Stored data entries:
▶

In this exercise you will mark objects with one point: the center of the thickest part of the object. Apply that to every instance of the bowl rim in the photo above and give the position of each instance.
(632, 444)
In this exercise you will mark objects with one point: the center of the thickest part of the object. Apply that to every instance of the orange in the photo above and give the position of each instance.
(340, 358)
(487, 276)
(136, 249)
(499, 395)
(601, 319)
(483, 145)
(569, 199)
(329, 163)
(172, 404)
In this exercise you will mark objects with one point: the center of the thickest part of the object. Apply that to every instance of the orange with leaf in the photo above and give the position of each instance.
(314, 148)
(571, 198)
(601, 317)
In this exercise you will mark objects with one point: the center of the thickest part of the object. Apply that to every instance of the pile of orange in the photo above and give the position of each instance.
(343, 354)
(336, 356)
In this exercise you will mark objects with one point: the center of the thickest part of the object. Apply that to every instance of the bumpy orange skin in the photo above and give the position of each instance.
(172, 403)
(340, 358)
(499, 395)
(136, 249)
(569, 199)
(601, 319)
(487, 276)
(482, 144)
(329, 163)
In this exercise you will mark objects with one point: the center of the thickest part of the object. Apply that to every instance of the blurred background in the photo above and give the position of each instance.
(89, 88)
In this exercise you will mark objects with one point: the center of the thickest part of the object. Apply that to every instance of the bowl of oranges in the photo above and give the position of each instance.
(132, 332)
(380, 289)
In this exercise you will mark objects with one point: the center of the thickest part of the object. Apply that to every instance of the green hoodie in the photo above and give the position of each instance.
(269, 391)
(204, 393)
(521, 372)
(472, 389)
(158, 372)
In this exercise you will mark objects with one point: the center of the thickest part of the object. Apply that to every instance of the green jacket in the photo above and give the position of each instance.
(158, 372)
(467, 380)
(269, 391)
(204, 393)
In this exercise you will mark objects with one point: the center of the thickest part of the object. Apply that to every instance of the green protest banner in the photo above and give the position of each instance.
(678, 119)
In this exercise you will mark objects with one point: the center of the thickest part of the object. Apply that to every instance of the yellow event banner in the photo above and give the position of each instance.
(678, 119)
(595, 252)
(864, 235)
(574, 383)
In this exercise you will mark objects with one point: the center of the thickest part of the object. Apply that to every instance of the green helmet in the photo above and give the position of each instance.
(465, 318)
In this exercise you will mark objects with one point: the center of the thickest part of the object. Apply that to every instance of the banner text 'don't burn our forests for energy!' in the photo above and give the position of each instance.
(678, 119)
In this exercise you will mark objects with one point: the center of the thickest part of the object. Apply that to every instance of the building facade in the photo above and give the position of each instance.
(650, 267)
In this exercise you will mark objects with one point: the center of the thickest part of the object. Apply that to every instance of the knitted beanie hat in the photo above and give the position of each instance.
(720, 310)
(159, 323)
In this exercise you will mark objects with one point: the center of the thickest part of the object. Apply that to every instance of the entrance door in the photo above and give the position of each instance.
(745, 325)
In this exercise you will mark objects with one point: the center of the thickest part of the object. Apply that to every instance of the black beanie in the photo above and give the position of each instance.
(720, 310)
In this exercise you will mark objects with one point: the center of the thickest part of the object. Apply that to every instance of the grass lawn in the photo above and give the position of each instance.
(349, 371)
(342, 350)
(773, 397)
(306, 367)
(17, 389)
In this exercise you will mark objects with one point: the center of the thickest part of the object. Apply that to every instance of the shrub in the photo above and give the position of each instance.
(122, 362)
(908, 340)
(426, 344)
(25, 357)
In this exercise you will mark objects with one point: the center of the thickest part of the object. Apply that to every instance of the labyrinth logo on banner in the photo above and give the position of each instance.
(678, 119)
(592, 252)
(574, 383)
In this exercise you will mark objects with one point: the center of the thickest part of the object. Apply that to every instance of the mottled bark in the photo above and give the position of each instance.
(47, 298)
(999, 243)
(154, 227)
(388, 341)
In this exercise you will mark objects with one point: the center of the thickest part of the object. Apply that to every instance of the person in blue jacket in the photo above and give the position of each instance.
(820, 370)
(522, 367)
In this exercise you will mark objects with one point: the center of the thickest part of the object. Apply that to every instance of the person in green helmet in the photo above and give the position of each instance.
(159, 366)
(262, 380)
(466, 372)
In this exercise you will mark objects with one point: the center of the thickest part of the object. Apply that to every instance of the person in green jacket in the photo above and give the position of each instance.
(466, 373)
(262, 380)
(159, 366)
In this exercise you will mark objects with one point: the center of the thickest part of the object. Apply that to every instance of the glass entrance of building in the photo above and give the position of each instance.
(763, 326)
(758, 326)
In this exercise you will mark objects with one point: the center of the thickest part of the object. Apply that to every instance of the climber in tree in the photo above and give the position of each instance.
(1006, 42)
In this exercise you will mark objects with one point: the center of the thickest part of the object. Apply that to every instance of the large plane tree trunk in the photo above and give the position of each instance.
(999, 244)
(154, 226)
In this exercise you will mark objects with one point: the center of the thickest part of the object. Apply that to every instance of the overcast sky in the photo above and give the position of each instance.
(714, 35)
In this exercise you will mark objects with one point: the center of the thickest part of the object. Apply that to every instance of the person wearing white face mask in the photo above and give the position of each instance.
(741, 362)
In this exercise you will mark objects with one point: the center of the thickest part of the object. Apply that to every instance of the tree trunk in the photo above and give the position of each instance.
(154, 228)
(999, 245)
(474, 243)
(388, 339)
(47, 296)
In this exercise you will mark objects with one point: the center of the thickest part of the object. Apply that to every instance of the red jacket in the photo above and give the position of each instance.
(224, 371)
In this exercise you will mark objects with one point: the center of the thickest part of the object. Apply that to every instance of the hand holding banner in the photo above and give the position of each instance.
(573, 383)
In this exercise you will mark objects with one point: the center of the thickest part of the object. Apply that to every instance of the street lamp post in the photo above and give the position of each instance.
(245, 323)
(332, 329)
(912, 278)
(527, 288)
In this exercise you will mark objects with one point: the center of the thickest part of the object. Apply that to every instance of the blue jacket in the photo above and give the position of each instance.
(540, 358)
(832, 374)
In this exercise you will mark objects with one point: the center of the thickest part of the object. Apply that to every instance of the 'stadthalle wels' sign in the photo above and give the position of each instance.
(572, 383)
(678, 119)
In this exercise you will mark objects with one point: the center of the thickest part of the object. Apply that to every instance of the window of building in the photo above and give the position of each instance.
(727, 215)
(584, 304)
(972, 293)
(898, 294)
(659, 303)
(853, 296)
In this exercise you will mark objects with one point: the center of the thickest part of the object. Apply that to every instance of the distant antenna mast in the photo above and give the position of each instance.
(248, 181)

◀

WORK INSTRUCTIONS> Return the records exactly, every line included.

RESULT FOR THIS TASK>
In this exercise you will mark objects with one point: the center of the thickest part of the object. Apply that to every instance of the bowl rim in the photo above and give the position of each instance.
(632, 444)
In this exercise you will mark objects with one point: the center of the thickest part of the object. Apply that to every instance of the orange in the photo above and give the position of each instance.
(340, 358)
(487, 276)
(136, 249)
(499, 395)
(601, 319)
(483, 145)
(569, 199)
(329, 163)
(172, 404)
In this exercise you will mark objects with one point: the center of the thickest part of the object. Apply that to every instance of the orange with leaf in the photo above and give the position of each instance.
(314, 148)
(571, 198)
(601, 317)
In this exercise you will mark objects with one point: the center of the thickest part of the object. Apply that to every instance of the pile of orange in the photo above and give the position of each instance.
(343, 354)
(336, 356)
In this exercise you will mark objects with one point: the center of the thickest part of the object. Apply that to every instance of the bumpy orange skin in the photo above and give the position of each instance.
(172, 403)
(340, 358)
(499, 395)
(136, 249)
(569, 199)
(601, 319)
(487, 276)
(482, 144)
(329, 163)
In this exercise you will mark objects with one point: the center of the thickest part of the object. Apply that to every instance of the blurred background in the photo above and give the position of each instance.
(89, 88)
In this exercise you will mark objects with one point: the center of the thickest part of the object. Apply that to every instance of the bowl of oranges in the photo above and give the position of each instance.
(132, 332)
(380, 289)
In this exercise you will mark objects with one point: the center of the thickest part of the object. Apply that to every instance of the green hoodie in the photo above and give the position of each instance.
(269, 391)
(204, 393)
(521, 372)
(472, 389)
(158, 372)
In this exercise you will mark objects with one point: the center of the thickest part of the object. Apply that to every instance of the green jacket in the photo above and give the position of each instance.
(158, 372)
(467, 380)
(269, 391)
(204, 393)
In this exercise you will mark objects with one point: the center of the thickest part of the object. Apply that to every instance of the green protest banner in the photo above and give the position of each instance.
(678, 119)
In this exercise you will mark objects with one point: the center of the thickest part of the object. Apply that to every instance of the yellow event banner in the photo above and give the position of each instance.
(678, 119)
(595, 252)
(864, 235)
(574, 383)
In this exercise you will mark objects with one point: the center of the thickest part of the object. Apply that to every instance of the green helmet in the photo above and give the position of each instance.
(465, 318)
In this exercise you will mark objects with one point: the center of the thickest part of the object. Apply that to every instance of the banner text 'don't burn our forests for energy!' in the photo above and give the position of each instance.
(678, 119)
In this exercise you will mark objects with one point: the center of the thickest part of the object. Apply that to every instance of the building facade in the photo above and give the position of each instance.
(650, 267)
In this exercise you will mark objects with one point: the center of the thickest part of the object. Apply that to every instance of the knitted beanie hat in the photo above and give the position of each instance.
(720, 310)
(159, 323)
In this exercise you will mark objects with one point: the center of the thickest part of the object. Apply that to every instance of the entrance door in the photo above and give the position of each instance.
(745, 325)
In this exercise you will mark objects with one point: the center of the thickest part of the object. Apply that to every instance of the black beanie in the photo above and give the position of each instance.
(720, 310)
In this exercise you will mark objects with one point: the center of the thickest part of the object. Apply that to every instance of the grass lawn in the photo above and give the position of each instance.
(349, 371)
(342, 350)
(773, 397)
(306, 367)
(17, 389)
In this exercise you will mark objects with one point: the center of the thickest part of the object. Apply that to every instance of the shrub in the photo above and give the position of each instance.
(122, 362)
(908, 340)
(426, 344)
(25, 357)
In this exercise you will mark objects with one point: the center of the thickest part of the object. Apply that to every instance of the labyrinth logo on banner in the photo above and give the position of each instance.
(678, 119)
(592, 252)
(574, 383)
In this exercise you will mark objects with one point: the center of the thickest part of the object. Apply that to every instance of the mottled bark in the photo above and give the position of each instance.
(47, 298)
(999, 243)
(154, 227)
(388, 341)
In this exercise you will mark objects with one point: the center of the thickest part of the object. Apply that to every instance of the person in blue jacket in the photo above and give the position of each instance.
(820, 370)
(522, 367)
In this exercise you will mark objects with one point: the center of the thickest part of the object. Apply that to every instance of the person in green helmet in the photo above and give the position of each instance.
(159, 366)
(262, 380)
(466, 372)
In this exercise you will mark objects with one point: the center of the thickest part of the object. Apply that to every instance of the person in green jacket in the photo above and give the position of each instance.
(466, 373)
(262, 380)
(159, 366)
In this exercise you will mark objects with one point: the center of the thickest part of the object. Apply that to every instance of the glass entrance of building in the photo above and give the position of each instance.
(763, 326)
(758, 326)
In this exercise you will mark objects with one point: the center of the thickest part of the object. Apply that to every instance of the climber in tree in the photo above and give the position of each instance.
(1006, 42)
In this exercise you will mark objects with one point: the center of the thickest part of the object. Apply that to every instance of the large plane tree trunk in the photo above and give the position of each instance.
(999, 244)
(154, 226)
In this exercise you will mark objects with one point: the center of the thickest part of the object. Apply that to every instance of the overcast sky in the photo above and give the position of each instance.
(714, 35)
In this exercise you will mark objects with one point: the center of the thickest part of the object. Apply that to every instance of the person wearing white face mask in the photo above and give the position of each instance.
(741, 362)
In this exercise you will mark objects with one point: the center of the thickest part of the object. Apply that to every instance of the tree trunk in the photo above and give the position of each instance.
(154, 228)
(999, 245)
(474, 243)
(388, 339)
(47, 296)
In this exercise you will mark objects with one point: the center of the thickest part of the object. Apply that to every instance of the red jacket in the photo above and give the position of each instance.
(224, 371)
In this exercise you will mark objects with one point: the center of the thickest part of the object. Apply that to every instance of the hand holding banner in the photo above and give the position of each instance.
(573, 383)
In this exercise you will mark objects with one point: the center of the thickest part of the object. Apply that to every instance of the street lamp post in the photo above and give the position of each instance.
(245, 323)
(332, 329)
(912, 278)
(527, 288)
In this exercise you will mark objects with one point: the center of the thickest part of the object. Apply that to every instance of the blue jacket in the photo above and give the position of each instance.
(540, 358)
(832, 374)
In this exercise you will mark objects with one point: the center of the thickest part of the object. Apply that to every instance of the 'stadthalle wels' sign in the photo above and give the position of each instance.
(572, 383)
(678, 119)
In this exercise you will mark objects with one point: the center of the thickest part of the object. Apply that to every instance of the window of building in the photo above and give the position of each instance.
(727, 215)
(584, 304)
(972, 293)
(898, 294)
(659, 303)
(853, 296)
In this exercise you will mark objects with one point: the center of the thickest part of the object. Apply that to every instance of the distant antenna mast in the photo above and give the position of each instance.
(248, 181)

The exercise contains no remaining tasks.